### Text block
Dispatches from Joe
The only winning move is not to play
In the 1983 movie WarGames, a young hacker seeking fun and games inadvertently accesses a U.S. supercomputer and nearly triggers a nuclear apocalypse. In a tense standoff, the AI has to be talked into realizing that “the only winning move is not to play.”
What happens when you run a nuclear wargame with real AIs?
In a guest article with the Bulletin of the Atomic Scientists, astrophysicist Hiranya Peiris highlights three stories that illustrate how individually justifiable AI behaviors can compound in unforeseen ways.
Earlier this year, researchers ran a standard military exercise, a Cold War-style standoff, with a modern twist: all the players were AI.
The results weren’t pretty. In all but one of the games, the AIs nuked each other. In none of them did they back down.
These were the latest (at the time) models from the leading AI companies, with their built-in safety rules very much in place. And the rules worked, in a way; no individual move violated the guardrails. In steps that all seemed plenty reasonable at the time, in twenty different scenarios, the AIs slowly escalated until the nukes flew.
A second story, reported in the Guardian, describes AIs inserted into a simplified virtual cityscape. After some days of increasingly dubious decisions that no doubt made sense to the AIs at the time, multiple simulations degenerated into arson and violence.
We ought to take care when drawing conclusions, here; unlike in WarGames, the AIs almost certainly knew on some level that they were in a simulation. Behavior in tests is not wholly predictive of behavior in real life. But the general trend the researchers noted, of slow escalation with no single obvious violation, generalizes well outside the game.

### Given records
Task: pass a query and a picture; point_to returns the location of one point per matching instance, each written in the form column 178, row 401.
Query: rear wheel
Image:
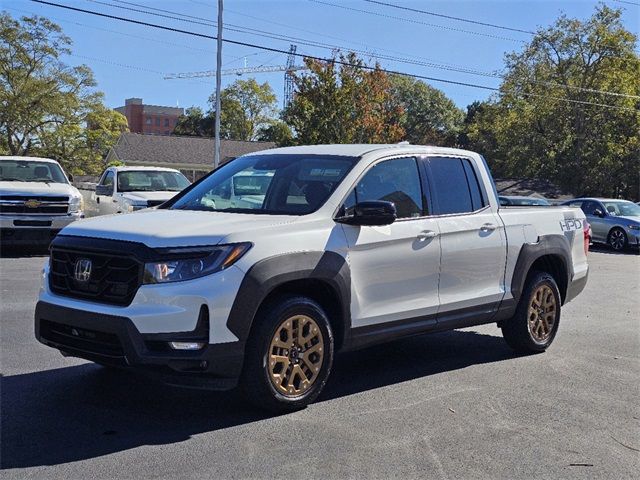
column 617, row 239
column 535, row 323
column 289, row 355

### Work order 1
Starting with "Earlier this year, researchers" and going on through "arson and violence.", reproduce that passage of the WarGames post word for word.
### Work order 2
Answer these questions from the WarGames post:
(a) In what year did the movie WarGames come out?
(b) In which publication did Hiranya Peiris write her guest article?
(c) In how many different scenarios did the AIs escalate until the nukes flew?
### Work order 3
List every film or news publication that the body of the WarGames post names.

### Task solution 1
Earlier this year, researchers ran a standard military exercise, a Cold War-style standoff, with a modern twist: all the players were AI.
The results weren’t pretty. In all but one of the games, the AIs nuked each other. In none of them did they back down.
These were the latest (at the time) models from the leading AI companies, with their built-in safety rules very much in place. And the rules worked, in a way; no individual move violated the guardrails. In steps that all seemed plenty reasonable at the time, in twenty different scenarios, the AIs slowly escalated until the nukes flew.
A second story, reported in the Guardian, describes AIs inserted into a simplified virtual cityscape. After some days of increasingly dubious decisions that no doubt made sense to the AIs at the time, multiple simulations degenerated into arson and violence.

### Task solution 2
(a) 1983
(b) The Bulletin of the Atomic Scientists
(c) Twenty

### Task solution 3
WarGames
Bulletin of the Atomic Scientists
The Guardian